*Problem statement:*
All the entries, exactly as they read, must be written out again.

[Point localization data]

┌────────

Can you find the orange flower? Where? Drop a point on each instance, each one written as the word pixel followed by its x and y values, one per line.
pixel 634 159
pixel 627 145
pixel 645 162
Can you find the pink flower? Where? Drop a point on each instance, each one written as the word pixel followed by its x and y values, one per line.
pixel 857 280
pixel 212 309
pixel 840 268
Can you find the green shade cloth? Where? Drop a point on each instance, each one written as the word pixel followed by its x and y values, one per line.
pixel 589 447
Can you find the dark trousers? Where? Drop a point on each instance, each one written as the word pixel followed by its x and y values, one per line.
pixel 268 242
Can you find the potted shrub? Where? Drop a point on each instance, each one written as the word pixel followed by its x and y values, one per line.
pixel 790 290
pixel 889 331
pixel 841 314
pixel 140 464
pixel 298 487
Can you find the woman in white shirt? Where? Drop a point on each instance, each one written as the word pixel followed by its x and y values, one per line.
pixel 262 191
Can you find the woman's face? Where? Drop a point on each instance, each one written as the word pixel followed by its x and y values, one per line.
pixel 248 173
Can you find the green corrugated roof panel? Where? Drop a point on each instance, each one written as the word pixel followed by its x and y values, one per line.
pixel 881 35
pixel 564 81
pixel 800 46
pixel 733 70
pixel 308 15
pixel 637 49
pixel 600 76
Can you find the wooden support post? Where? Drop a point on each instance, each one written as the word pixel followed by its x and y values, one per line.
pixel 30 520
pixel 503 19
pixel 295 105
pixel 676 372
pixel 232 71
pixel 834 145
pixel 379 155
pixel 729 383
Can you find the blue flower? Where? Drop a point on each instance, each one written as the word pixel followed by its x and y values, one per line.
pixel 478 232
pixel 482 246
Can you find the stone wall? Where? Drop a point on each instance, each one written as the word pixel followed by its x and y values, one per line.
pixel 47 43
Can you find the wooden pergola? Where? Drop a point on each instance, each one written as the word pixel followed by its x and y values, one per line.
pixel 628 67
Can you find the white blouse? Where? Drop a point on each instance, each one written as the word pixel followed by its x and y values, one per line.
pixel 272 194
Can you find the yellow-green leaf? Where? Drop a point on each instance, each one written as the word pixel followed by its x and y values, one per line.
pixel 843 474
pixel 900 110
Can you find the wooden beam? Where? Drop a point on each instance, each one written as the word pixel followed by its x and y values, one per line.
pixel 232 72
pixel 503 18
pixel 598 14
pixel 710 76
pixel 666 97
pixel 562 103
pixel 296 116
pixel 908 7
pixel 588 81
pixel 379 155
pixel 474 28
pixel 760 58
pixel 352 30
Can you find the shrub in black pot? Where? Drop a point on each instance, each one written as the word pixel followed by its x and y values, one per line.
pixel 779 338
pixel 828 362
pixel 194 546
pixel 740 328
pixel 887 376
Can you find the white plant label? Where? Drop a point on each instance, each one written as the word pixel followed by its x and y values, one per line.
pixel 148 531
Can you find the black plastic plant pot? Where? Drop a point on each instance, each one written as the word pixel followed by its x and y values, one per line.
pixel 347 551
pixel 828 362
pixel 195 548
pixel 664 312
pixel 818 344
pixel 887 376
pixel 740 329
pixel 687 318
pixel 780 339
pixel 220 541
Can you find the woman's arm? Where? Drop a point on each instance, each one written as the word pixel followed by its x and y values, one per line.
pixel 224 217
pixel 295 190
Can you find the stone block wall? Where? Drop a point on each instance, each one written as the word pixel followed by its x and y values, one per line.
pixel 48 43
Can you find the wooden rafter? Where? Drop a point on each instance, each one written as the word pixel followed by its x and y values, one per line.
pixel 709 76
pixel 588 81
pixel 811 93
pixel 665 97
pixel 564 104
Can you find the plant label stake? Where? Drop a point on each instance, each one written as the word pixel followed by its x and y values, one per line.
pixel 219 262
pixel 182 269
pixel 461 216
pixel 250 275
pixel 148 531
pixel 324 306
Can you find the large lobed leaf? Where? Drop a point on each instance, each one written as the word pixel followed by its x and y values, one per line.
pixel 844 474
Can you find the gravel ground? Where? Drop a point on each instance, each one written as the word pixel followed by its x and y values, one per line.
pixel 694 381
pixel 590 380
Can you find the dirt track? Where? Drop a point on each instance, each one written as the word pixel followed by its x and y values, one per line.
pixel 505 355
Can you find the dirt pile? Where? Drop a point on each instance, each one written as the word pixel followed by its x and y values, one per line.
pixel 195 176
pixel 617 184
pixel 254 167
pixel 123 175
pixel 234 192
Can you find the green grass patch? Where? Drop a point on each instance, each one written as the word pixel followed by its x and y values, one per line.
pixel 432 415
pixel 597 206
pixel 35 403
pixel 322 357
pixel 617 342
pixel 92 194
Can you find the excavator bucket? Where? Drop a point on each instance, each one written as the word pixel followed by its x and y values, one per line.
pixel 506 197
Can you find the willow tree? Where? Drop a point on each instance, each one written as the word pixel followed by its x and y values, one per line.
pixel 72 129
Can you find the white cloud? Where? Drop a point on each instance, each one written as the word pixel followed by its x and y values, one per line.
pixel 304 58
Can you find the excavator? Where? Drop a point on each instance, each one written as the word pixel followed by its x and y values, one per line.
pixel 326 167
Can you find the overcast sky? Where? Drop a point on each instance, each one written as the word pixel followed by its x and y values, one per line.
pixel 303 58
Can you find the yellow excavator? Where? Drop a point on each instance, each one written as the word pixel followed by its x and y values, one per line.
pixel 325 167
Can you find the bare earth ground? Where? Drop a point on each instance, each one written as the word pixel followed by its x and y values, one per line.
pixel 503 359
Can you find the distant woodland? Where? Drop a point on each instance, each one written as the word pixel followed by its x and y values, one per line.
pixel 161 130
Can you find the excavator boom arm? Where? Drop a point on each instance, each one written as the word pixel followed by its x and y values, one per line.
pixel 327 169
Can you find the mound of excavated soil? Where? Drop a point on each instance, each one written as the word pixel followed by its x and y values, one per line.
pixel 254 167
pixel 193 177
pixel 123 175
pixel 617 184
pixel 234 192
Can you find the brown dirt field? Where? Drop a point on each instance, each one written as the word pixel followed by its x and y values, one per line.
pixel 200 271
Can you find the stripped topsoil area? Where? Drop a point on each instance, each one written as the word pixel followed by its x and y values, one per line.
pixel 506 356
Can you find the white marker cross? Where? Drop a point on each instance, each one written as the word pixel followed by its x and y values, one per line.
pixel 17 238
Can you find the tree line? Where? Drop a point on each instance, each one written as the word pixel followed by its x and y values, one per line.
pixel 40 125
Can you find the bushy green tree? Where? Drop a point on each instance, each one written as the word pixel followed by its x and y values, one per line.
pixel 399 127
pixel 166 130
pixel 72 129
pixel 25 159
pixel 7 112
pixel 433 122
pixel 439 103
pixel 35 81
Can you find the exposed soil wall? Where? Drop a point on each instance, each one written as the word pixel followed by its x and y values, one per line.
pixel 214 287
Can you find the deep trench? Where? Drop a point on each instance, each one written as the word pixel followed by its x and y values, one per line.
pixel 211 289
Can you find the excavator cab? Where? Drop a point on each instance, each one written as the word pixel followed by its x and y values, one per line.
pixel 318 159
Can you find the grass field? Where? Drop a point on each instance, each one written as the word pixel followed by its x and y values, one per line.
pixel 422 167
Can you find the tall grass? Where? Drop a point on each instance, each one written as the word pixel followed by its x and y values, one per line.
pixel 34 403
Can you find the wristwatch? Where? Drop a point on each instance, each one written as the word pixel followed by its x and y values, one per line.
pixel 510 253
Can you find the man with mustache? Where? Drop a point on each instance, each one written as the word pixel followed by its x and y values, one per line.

└────────

*Response to this task:*
Can you find the orange flower? Where? Drop a point on each instance, each one written as the word pixel followed by its x and y values, one per line.
pixel 634 159
pixel 627 145
pixel 645 162
Can you find the pink flower? Where? Drop a point on each instance, each one written as the word pixel followed by its x and y values, one per line.
pixel 857 280
pixel 212 309
pixel 840 268
Can you find the green shade cloth? Where? Drop a point on each instance, each one written as the word pixel followed by its x and y values, one per line.
pixel 589 447
Can you find the dark trousers? Where? Drop a point on each instance, each one written as the word pixel followed by its x and y values, one per line.
pixel 268 242
Can you find the potted shrub? Where? Drop a point on each instance, each one written as the word pixel followed by its x and y values, one per line.
pixel 790 290
pixel 889 331
pixel 841 314
pixel 140 464
pixel 298 487
Can you find the woman in white shirt? Where? Drop a point on each instance, each one written as the word pixel followed by its x and y values, one per line.
pixel 262 191
Can you find the woman's face? Where? Drop a point on each instance, each one written as the word pixel followed by its x and y values, one per line.
pixel 248 173
Can you find the green corrugated roof panel? Where? Drop a point on each instance, each one written as the word pixel followed by its x and y values, one per line.
pixel 881 35
pixel 564 81
pixel 800 46
pixel 733 70
pixel 308 15
pixel 637 49
pixel 600 76
Can you find the wooden support post? Where? Drop a point on each instance, each one written as the word pixel followed by its x and y values, one per line.
pixel 30 520
pixel 503 19
pixel 295 105
pixel 676 372
pixel 232 71
pixel 834 145
pixel 379 155
pixel 729 383
Can you find the blue flower? Where? Drop a point on each instance, each one written as the word pixel followed by its x and y values, one per line.
pixel 478 232
pixel 482 246
Can you find the stone wall? Where? Drop a point on each instance, each one written as the word pixel followed by its x and y values, one per line.
pixel 47 43
Can you find the wooden pergola? Where? Drop a point on each instance, each one written as the word pixel followed by its x and y values, one per line.
pixel 628 67
Can you find the white blouse? Where? Drop a point on each instance, each one written as the word pixel followed by its x and y values, one per line.
pixel 272 194
Can you find the yellow-green leaf? Where? Drop a point on each instance, each one written as the word pixel followed by its x and y values, one per line.
pixel 843 474
pixel 900 110
Can you find the wooden beam? Where? Drop a point on each instance, each one written as the word pixel followed by its x and y values, one per line.
pixel 232 72
pixel 503 18
pixel 598 14
pixel 710 76
pixel 666 97
pixel 562 103
pixel 296 116
pixel 908 7
pixel 588 81
pixel 379 155
pixel 474 28
pixel 760 58
pixel 352 30
Can you find the shrub in black pot? Where? Drop a point on each instance, each one written as the word pixel followed by its x and y values, one per line.
pixel 779 338
pixel 828 362
pixel 194 546
pixel 740 328
pixel 887 376
Can you find the white plant label? Where? Drop a point on each instance, each one written as the word pixel followed by its x and y values, one per line.
pixel 148 531
Can you find the black plastic plant pot? Where? Drop a point on each instance, each one written as the word pixel followed by its x and y values, one per line.
pixel 347 551
pixel 828 362
pixel 195 548
pixel 664 312
pixel 818 344
pixel 887 376
pixel 740 329
pixel 687 318
pixel 780 339
pixel 220 541
Can you find the woman's arm? Where? Drop a point on each instance, each one written as the word pixel followed by its x and y values, one per line.
pixel 224 217
pixel 295 190
Can you find the stone block wall? Where? Drop a point on each instance, each one written as the word pixel followed by its x and y values, one per line.
pixel 48 43
Can you find the wooden rafter? Where? Drop a point on each instance, each one written as the word pixel followed by its x and y values, one per line.
pixel 709 76
pixel 588 81
pixel 811 93
pixel 665 97
pixel 564 104
Can you find the plant label stake? Where? Drop a point on each instance, each one written as the word pixel followed by its x and y values, one per line.
pixel 219 262
pixel 182 269
pixel 461 216
pixel 250 275
pixel 148 531
pixel 324 306
Can you find the large lobed leaf? Where? Drop a point on each instance, each one written as the word pixel followed by its x and y values, one per line.
pixel 844 474
Can you find the gravel ground? Where? Drop a point on each instance, each one written as the word pixel followed by its x and y values, one per line.
pixel 694 381
pixel 590 380
Can you find the dirt track? Where? Drop a point on each instance, each one written as the word pixel followed by its x and y values, one per line.
pixel 505 355
Can you find the dirt pile? Where? Drop a point on each instance, each one written as the word pixel followed by its x and y values, one per line.
pixel 195 176
pixel 617 184
pixel 254 167
pixel 123 175
pixel 234 192
Can you find the green grass patch? Where? Drop a point on each instance, each one written as the word pixel followed by its x and y values, one per line.
pixel 432 415
pixel 597 206
pixel 35 403
pixel 322 357
pixel 617 342
pixel 92 194
Can you find the excavator bucket? Where? Drop a point on each instance, each one written as the word pixel followed by its x and y values, one per line.
pixel 506 197
Can you find the willow tree? Where? Drop a point on each instance, each one written as the word pixel followed by its x and y values, one per line.
pixel 72 129
Can you find the white cloud? Where? Drop a point on each instance, each one written as the word pixel followed by its x and y values, one per line.
pixel 304 58
Can you find the excavator? Where? Drop a point on each instance, each one written as the word pixel followed by its x and y values, one per line.
pixel 326 167
Can you find the overcast sky? Where? Drop a point on each instance, each one written as the word pixel followed by its x and y values, one per line.
pixel 303 58
Can you find the yellow excavator? Where? Drop a point on each instance, each one written as the word pixel followed by its x and y values, one per line.
pixel 325 167
Can you find the bare earth ground? Where? Drop a point on each instance, each one written as the word pixel followed by its x and y values, one per line.
pixel 503 359
Can you find the distant woodland? Where? Drop a point on each instance, each one written as the word pixel followed by its x and y values, one per line.
pixel 161 130
Can you find the excavator boom arm? Where? Drop a point on each instance, each one written as the word pixel followed by its x and y values, one per line.
pixel 327 169
Can you find the mound of excavated soil? Where? Drop a point on each instance, each one written as the word pixel followed by its x and y values, one per line.
pixel 254 167
pixel 193 177
pixel 123 175
pixel 617 184
pixel 234 192
Can you find the brown dirt field? Where? Drop a point on each instance, each one written as the word pixel followed by its x and y values, one per line.
pixel 200 271
Can you find the stripped topsoil area? Where? Drop a point on each instance, each one written as the word pixel followed by its x and y values, one per line.
pixel 506 356
Can you find the white marker cross? Where? Drop a point on each instance, each one written as the word pixel followed by its x and y values, one per line.
pixel 17 238
Can you find the tree line? Where? Drop a point on each instance, each one written as the word pixel followed by its x and y values, one per line.
pixel 40 125
Can you find the bushy green tree? Where? Drop a point on each instance, each one written as the word pixel followed by its x and y values, one per line.
pixel 399 127
pixel 166 130
pixel 72 129
pixel 25 159
pixel 7 112
pixel 433 122
pixel 439 103
pixel 35 81
Can you find the exposed soil wall? Where? Drop a point on each instance, each one written as the word pixel followed by its x and y values, one per line.
pixel 214 287
Can you find the deep trench? Where? Drop a point on each instance, each one written as the word pixel followed by its x and y values, one per line.
pixel 211 289
Can you find the excavator cab? Where? Drop a point on each instance, each one written as the word pixel followed by its x and y values, one per line.
pixel 318 159
Can you find the grass field? Where? Drop a point on each instance, each one written as the word pixel followed by its x and y values, one per line.
pixel 422 167
Can you find the tall grass? Where? Drop a point on each instance, each one written as the word pixel followed by its x and y values, one per line.
pixel 34 403
Can you find the wristwatch? Where? Drop a point on each instance, each one written as the word pixel followed by its x and y values, one per line.
pixel 510 253
Can you find the man with mustache? Where? Drop a point on each instance, each one written as the word pixel followed by its x and y values, one per line.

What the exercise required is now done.